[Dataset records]
-- BEGIN --

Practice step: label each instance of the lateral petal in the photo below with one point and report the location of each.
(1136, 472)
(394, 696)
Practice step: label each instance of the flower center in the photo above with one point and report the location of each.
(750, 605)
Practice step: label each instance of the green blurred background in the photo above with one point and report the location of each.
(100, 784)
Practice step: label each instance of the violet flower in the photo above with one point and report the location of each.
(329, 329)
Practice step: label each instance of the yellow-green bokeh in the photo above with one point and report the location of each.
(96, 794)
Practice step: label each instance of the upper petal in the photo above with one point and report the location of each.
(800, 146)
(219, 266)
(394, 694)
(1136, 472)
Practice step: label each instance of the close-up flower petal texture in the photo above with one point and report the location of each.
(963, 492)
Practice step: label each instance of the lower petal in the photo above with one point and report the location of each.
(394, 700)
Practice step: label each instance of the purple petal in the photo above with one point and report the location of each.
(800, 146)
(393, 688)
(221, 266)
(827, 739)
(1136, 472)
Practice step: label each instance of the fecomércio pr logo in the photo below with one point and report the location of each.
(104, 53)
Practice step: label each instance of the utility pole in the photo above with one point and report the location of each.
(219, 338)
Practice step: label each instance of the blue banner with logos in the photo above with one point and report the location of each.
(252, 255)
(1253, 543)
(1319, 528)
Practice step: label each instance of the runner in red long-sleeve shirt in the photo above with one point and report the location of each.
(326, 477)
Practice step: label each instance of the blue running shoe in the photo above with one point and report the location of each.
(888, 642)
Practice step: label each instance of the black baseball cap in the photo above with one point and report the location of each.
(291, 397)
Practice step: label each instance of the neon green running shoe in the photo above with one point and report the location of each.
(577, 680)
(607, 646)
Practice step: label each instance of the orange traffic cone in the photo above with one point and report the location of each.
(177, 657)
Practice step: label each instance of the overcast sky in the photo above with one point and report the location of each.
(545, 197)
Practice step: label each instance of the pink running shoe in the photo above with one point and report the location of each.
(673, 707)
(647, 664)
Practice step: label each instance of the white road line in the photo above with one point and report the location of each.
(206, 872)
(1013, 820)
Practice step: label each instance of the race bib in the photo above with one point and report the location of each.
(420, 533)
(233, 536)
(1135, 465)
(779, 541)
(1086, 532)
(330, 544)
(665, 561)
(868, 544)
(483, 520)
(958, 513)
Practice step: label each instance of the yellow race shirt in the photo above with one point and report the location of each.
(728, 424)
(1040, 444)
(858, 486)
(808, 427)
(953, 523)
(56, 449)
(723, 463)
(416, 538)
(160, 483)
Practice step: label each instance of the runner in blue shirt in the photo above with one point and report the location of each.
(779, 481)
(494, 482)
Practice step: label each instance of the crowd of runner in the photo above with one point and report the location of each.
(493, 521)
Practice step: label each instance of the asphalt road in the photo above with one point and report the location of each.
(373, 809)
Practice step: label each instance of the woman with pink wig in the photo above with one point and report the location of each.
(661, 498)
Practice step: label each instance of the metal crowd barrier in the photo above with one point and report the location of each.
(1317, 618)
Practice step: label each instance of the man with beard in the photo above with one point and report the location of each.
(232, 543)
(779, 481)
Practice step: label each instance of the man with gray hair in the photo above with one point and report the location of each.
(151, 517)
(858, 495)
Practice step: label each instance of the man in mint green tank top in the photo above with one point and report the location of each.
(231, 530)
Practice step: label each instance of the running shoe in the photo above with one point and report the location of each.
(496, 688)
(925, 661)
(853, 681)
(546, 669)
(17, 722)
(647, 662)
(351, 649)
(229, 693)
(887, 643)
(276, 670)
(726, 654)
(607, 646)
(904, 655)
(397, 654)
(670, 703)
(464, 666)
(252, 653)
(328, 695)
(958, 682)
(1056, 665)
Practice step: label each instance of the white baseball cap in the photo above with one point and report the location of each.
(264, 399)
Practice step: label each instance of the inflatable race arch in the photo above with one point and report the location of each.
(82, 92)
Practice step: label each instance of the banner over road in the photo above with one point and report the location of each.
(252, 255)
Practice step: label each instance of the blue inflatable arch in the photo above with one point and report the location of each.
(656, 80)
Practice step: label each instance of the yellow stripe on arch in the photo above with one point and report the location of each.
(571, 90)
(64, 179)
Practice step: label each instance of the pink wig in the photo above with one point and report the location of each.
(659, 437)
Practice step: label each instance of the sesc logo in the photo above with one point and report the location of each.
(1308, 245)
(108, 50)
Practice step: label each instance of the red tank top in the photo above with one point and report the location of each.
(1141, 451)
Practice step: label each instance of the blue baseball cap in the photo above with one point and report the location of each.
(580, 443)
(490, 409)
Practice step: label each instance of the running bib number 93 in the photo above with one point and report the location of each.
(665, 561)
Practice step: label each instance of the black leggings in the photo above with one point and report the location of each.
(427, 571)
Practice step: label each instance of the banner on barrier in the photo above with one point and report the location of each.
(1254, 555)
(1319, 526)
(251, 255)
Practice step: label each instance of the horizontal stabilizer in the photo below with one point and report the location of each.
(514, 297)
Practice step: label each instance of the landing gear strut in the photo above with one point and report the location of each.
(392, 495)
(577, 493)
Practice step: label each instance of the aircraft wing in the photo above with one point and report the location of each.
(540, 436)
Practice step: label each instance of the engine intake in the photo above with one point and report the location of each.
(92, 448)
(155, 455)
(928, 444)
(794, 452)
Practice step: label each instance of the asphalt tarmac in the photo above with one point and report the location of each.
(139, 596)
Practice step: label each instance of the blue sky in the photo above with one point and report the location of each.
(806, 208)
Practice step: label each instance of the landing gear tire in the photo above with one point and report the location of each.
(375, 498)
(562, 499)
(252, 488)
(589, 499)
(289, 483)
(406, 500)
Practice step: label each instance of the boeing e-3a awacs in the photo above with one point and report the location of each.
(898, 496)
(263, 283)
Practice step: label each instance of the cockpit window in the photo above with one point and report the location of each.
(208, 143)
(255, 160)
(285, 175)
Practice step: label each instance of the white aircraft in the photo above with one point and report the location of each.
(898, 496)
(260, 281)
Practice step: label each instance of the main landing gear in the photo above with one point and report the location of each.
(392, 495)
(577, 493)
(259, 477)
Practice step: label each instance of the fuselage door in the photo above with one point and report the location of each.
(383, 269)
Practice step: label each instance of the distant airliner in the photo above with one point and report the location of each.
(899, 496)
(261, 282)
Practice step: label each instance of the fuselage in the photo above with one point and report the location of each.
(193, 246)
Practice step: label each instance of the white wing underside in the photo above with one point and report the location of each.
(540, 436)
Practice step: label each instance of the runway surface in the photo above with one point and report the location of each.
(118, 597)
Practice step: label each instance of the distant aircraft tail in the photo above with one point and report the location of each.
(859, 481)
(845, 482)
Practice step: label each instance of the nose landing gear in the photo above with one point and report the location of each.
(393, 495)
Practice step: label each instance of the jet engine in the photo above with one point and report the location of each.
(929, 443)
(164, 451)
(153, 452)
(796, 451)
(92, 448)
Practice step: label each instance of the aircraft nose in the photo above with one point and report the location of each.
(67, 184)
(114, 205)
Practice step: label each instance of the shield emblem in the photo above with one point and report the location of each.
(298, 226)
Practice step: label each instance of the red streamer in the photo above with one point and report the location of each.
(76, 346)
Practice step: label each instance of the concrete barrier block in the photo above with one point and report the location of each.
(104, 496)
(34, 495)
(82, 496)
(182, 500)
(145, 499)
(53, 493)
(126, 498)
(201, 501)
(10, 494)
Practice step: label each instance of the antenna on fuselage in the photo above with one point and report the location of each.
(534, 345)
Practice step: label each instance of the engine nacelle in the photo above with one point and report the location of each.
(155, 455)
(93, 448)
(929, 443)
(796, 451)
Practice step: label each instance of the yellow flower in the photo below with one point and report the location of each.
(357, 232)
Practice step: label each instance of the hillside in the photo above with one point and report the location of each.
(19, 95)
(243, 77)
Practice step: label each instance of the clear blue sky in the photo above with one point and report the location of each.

-- END --

-- WHAT YOU HAVE TO DO --
Rewrite the entire listing above with every occurrence of "Practice step" changed to "Exercise", keeping everything else the same.

-- WRITTEN SOLUTION --
Exercise: label each instance of the lateral petal in the photo below with one point and report the location of each.
(1136, 472)
(394, 696)
Exercise: label each instance of the flower center in the photo above with one point and report the location of each.
(750, 605)
Exercise: label each instance of the green blurred background in the photo above with one point and report the location of each.
(100, 784)
Exercise: label each instance of the violet flower in the photo above with one point and report the location of each.
(329, 329)
Exercise: label each instance of the yellow-green bokeh in the photo above with one point and report the location of each.
(96, 794)
Exercise: label each instance of the upper petal in the photo above with one point and report the location of each.
(800, 146)
(219, 266)
(394, 694)
(1136, 472)
Exercise: label each instance of the close-up flower petal texture in the photo above with one point and report the location of each.
(963, 492)
Exercise: label each instance of the lower petal in the photo above with one point and report the location of each.
(394, 700)
Exercise: label each instance of the purple petal in the photo above with one point and report the location of each.
(800, 146)
(393, 688)
(221, 266)
(827, 739)
(1136, 472)
Exercise: label each instance of the fecomércio pr logo in the photo below with one point and report the location of each.
(104, 53)
Exercise: label each instance of the utility pole in the photo above with one point and report the location of each.
(219, 338)
Exercise: label each instance of the blue banner with logos in the photo above with one point and report the location of each.
(252, 255)
(1253, 543)
(1319, 528)
Exercise: label each instance of the runner in red long-sleeve shirt in the photo above with one point and report the location of each.
(326, 477)
Exercise: label each instance of the blue running shoe in the photo above with one point and report the location of each.
(888, 642)
Exercise: label each instance of the black baseball cap in the photo above with one point and report the location of each.
(291, 397)
Exercise: label each instance of the neon green running shoe in the photo above with one point and report the location of each.
(577, 680)
(607, 646)
Exercise: label each instance of the orange traffic cone in the photo above with one point and report the location of each.
(177, 657)
Exercise: label each instance of the overcast sky in the photo above with one point and report the location of each.
(545, 197)
Exercise: label each instance of the pink running shoe in the photo above with one point and report the location of each.
(673, 707)
(647, 664)
Exercise: label each instance of the white road line in the photo above with one point and report the location of each.
(206, 872)
(1013, 820)
Exercise: label each instance of the race bib in the photo above with one point and report the location of each.
(420, 533)
(233, 536)
(1135, 465)
(779, 541)
(1086, 532)
(330, 544)
(665, 561)
(868, 544)
(483, 520)
(958, 513)
Exercise: label each instance of the yellow race shirt in the photo above with one point and report the location of each.
(728, 424)
(1040, 444)
(858, 486)
(808, 427)
(953, 523)
(56, 449)
(723, 463)
(416, 538)
(160, 483)
Exercise: label each instance of the runner in blue shirt in the photo above with one point and report the location of each.
(779, 481)
(494, 482)
Exercise: label each instance of the crowd of runner in the photo above with one point and report the location of each.
(493, 521)
Exercise: label each instance of the asphalt road in the photo above with one point and report the location of each.
(373, 809)
Exercise: label each instance of the woman with pink wig in the photo above with one point and report the location of each.
(661, 498)
Exercise: label each instance of the metal crowd barrier in the photo above with one point and report the location of each.
(1317, 618)
Exercise: label each instance of the man with beard in the photo above with one point and report the location of each.
(232, 543)
(779, 481)
Exercise: label each instance of the man with gray hair in the photo above with one point and report the location of each.
(151, 517)
(858, 495)
Exercise: label each instance of the man in mint green tank top in the photo above with one point and report the location of each.
(231, 530)
Exercise: label each instance of the running shoe in the photo above with one point and report the location of each.
(496, 688)
(925, 661)
(853, 681)
(546, 669)
(17, 722)
(647, 662)
(351, 649)
(229, 693)
(887, 643)
(276, 670)
(726, 654)
(607, 646)
(904, 655)
(397, 654)
(670, 703)
(464, 666)
(252, 653)
(328, 695)
(958, 682)
(1056, 665)
Exercise: label each instance of the white baseball cap in the photo above with one point and report the location of each.
(264, 399)
Exercise: label each instance of the inflatable race arch in the photo above with one point and report the location of each.
(82, 92)
Exercise: label each instance of the banner over road in the photo above with one point and report the location of each.
(252, 255)
Exercise: label each instance of the blue inflatable arch in the photo above with one point and report the location of each.
(656, 80)
Exercise: label each instance of the yellow stripe on arch in the photo above with one point and report the location of each.
(571, 90)
(64, 179)
Exercise: label each instance of the pink wig in the photo above with one point and report the location of each.
(659, 437)
Exercise: label each instance of the sesc logo in the photo above with one point and report the location of each.
(1308, 245)
(108, 50)
Exercise: label each instance of the red tank top in the photo above with one point and report the location of each.
(1141, 451)
Exercise: label each instance of the blue baseball cap in the photo above with one point and report the location of each.
(580, 443)
(490, 409)
Exercise: label each instance of the running bib number 93 in the photo above with one point and report the location of each.
(665, 561)
Exercise: label each instance of the black leggings in the photo above with one point and report the location of each.
(427, 571)
Exercise: label each instance of the banner on barrier in the photo above with one point and report the location of each.
(1254, 555)
(1319, 526)
(251, 255)
Exercise: label each instance of the horizontal stabilizer in the photo below with one point and report the location of each.
(514, 297)
Exercise: label each instance of the landing gear strut in the photo above with one point and report the location of each.
(392, 495)
(577, 493)
Exercise: label each instance of the aircraft wing in the photo above with one point and report the location of each.
(540, 436)
Exercise: label each instance of the engine intake in the photo above with one point and report the location of each.
(92, 448)
(155, 455)
(928, 444)
(794, 452)
Exercise: label each instance of the asphalt tarmac in the photo above with one point and report the location of each.
(139, 596)
Exercise: label each instance of the blue sky in the photo above with one point and report the location of each.
(806, 208)
Exercise: label each instance of the landing gear tire in the photo above with one point and report the location of each.
(375, 498)
(562, 499)
(252, 488)
(589, 499)
(289, 483)
(406, 500)
Exercise: label each instance of the boeing e-3a awacs in the photo above with one point and report the location of each.
(898, 496)
(263, 283)
Exercise: label each instance of the cockpit window in the photo above with one point and report the location of each.
(208, 143)
(255, 160)
(285, 175)
Exercise: label each instance of the white aircraft in the photo above with one point and report the location of each.
(898, 496)
(260, 281)
Exercise: label each instance of the main landing gear in the photo above with one point and report the location of each.
(392, 495)
(577, 493)
(259, 477)
Exercise: label each instance of the fuselage door in the photo above with one point and report the location of each.
(383, 269)
Exercise: label each instance of the distant airliner in the photo above with one point and report the location of each.
(899, 496)
(261, 282)
Exercise: label each instance of the fuselage in the photo above with one point and report the location of each.
(193, 246)
Exercise: label each instance of the white wing underside in the photo above with one point and report the location of each.
(540, 436)
Exercise: label each instance of the runway surface in the photo above with one point and report the location of each.
(118, 597)
Exercise: label each instance of the distant aircraft tail in the photo above with one point and report the location of each.
(859, 481)
(845, 482)
Exercise: label each instance of the nose landing gear in the photo above with one point and report the location of each.
(393, 495)
Exercise: label each instance of the jet engine in the photo above with one point and report the location of each.
(929, 443)
(164, 451)
(153, 452)
(796, 451)
(92, 448)
Exercise: label each instance of the aircraft nose in the photo above with one point and report the location of each.
(67, 184)
(114, 205)
Exercise: label each instance of the shield emblem in the photo above with one point and report the location of each.
(298, 226)
Exercise: label each instance of the red streamer in the photo above with one point and report the location of each.
(76, 346)
Exercise: label each instance of the concrete barrier block in the photo above with one point and report the location of each.
(104, 496)
(34, 495)
(82, 496)
(182, 500)
(145, 499)
(53, 493)
(126, 498)
(201, 501)
(10, 494)
Exercise: label each instance of the antenna on fuselage in the photo above with one point and report the location of each.
(534, 345)
Exercise: label each instance of the engine nacelle in the photo above with one point and report the location of each.
(155, 455)
(93, 448)
(929, 443)
(796, 451)
Exercise: label each instance of the yellow flower in the photo below with one point and report the location of each.
(357, 232)
Exercise: label each instance of the hillside in the photo above with one point and report the location of each.
(19, 95)
(243, 77)
Exercise: label each instance of the clear blue sky in the photo above with one point and report the location of each.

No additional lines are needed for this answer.